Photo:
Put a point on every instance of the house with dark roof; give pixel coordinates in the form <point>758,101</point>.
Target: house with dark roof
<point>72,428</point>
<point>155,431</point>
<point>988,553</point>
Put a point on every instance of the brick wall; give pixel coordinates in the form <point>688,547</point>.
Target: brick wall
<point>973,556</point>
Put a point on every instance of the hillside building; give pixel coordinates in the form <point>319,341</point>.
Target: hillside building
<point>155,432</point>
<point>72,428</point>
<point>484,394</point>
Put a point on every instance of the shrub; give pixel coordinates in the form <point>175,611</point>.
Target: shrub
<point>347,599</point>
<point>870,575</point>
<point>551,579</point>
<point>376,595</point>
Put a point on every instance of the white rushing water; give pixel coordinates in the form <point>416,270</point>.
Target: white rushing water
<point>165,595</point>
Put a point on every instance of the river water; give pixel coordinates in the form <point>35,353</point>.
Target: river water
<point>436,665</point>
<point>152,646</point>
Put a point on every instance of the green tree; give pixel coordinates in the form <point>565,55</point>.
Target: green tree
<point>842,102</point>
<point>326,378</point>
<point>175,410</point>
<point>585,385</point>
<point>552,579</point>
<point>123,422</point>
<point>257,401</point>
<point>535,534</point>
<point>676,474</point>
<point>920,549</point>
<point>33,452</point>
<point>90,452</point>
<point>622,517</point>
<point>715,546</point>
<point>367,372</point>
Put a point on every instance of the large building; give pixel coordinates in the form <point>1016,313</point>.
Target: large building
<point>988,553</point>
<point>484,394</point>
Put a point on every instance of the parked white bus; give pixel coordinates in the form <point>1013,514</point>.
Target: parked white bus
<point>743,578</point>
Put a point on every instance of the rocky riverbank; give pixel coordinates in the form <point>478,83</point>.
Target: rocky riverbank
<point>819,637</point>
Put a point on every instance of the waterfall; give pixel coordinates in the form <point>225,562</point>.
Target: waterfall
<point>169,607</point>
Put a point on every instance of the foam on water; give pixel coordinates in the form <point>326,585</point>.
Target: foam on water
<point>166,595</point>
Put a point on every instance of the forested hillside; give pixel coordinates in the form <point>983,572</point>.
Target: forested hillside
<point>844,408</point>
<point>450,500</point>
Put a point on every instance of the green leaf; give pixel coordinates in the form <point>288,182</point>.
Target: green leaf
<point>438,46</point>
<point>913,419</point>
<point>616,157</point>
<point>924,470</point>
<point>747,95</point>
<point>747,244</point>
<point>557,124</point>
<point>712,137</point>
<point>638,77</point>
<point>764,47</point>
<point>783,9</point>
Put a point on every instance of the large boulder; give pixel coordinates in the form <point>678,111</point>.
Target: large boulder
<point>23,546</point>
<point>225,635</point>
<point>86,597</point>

## Exercise brief
The entire listing should be repeated with no line missing and no word altered.

## Written response
Photo:
Put a point on every instance of the house with dark roof; give pixel coordinates in the form <point>758,101</point>.
Target: house with dark roof
<point>72,428</point>
<point>155,431</point>
<point>988,553</point>
Put a point on every instance of the brick wall; give pixel coordinates in the form <point>688,547</point>.
Target: brick wall
<point>973,556</point>
Put a point on every instance of the hillside building; give pixel coordinates in the form <point>319,341</point>.
Target: hillside building
<point>155,432</point>
<point>72,428</point>
<point>484,394</point>
Put a point on every instance of the shrub; give pixel coordinates in the form <point>175,611</point>.
Target: shrub
<point>347,599</point>
<point>870,575</point>
<point>551,579</point>
<point>376,595</point>
Put a point on every instance of the white rushing water; give pixel coordinates in the form <point>416,270</point>.
Target: white rushing water
<point>165,595</point>
Put a point on every instance of the river water; give pixel coordinates in the form <point>35,353</point>.
Target: river water
<point>436,665</point>
<point>152,646</point>
Put a point on every instance of the green tree; give pixel coordinates in the form <point>565,55</point>.
Target: green tree
<point>842,102</point>
<point>326,378</point>
<point>175,410</point>
<point>585,385</point>
<point>552,579</point>
<point>123,422</point>
<point>257,401</point>
<point>535,534</point>
<point>676,474</point>
<point>920,549</point>
<point>33,452</point>
<point>90,452</point>
<point>622,517</point>
<point>715,546</point>
<point>367,372</point>
Put a point on every instance of the large building; give pixel coordinates in the form <point>1016,313</point>.
Target: large building
<point>988,553</point>
<point>484,394</point>
Put a point on every instance of the parked white bus; give pixel coordinates in the form <point>1013,514</point>.
Target: parked white bus
<point>743,578</point>
Put a point on every instance of the rocky riverbank; give pixel coordinates in the form <point>478,83</point>.
Target: rocky riverbank
<point>819,637</point>
Put a point on every instance of the waterfall; give pixel coordinates in the form <point>225,562</point>.
Target: waterfall
<point>169,607</point>
Put a point on every instance of the foam on water; give pixel coordinates in the form <point>326,585</point>.
Target: foam on water
<point>166,595</point>
Put a point on every instance of the forested hillside; give pixel coordinates in the form <point>983,572</point>.
Target: forested hillside
<point>844,408</point>
<point>450,500</point>
Put a point on every instance of the green leaf; give pixel coordinates in the form <point>288,182</point>.
Target: green leaf
<point>438,46</point>
<point>913,419</point>
<point>616,157</point>
<point>924,470</point>
<point>747,95</point>
<point>747,244</point>
<point>557,124</point>
<point>712,137</point>
<point>638,77</point>
<point>764,47</point>
<point>783,9</point>
Put a point on every instance of the large boulder; give pixel coordinates in the form <point>678,111</point>.
Target: large boulder
<point>23,546</point>
<point>225,635</point>
<point>86,597</point>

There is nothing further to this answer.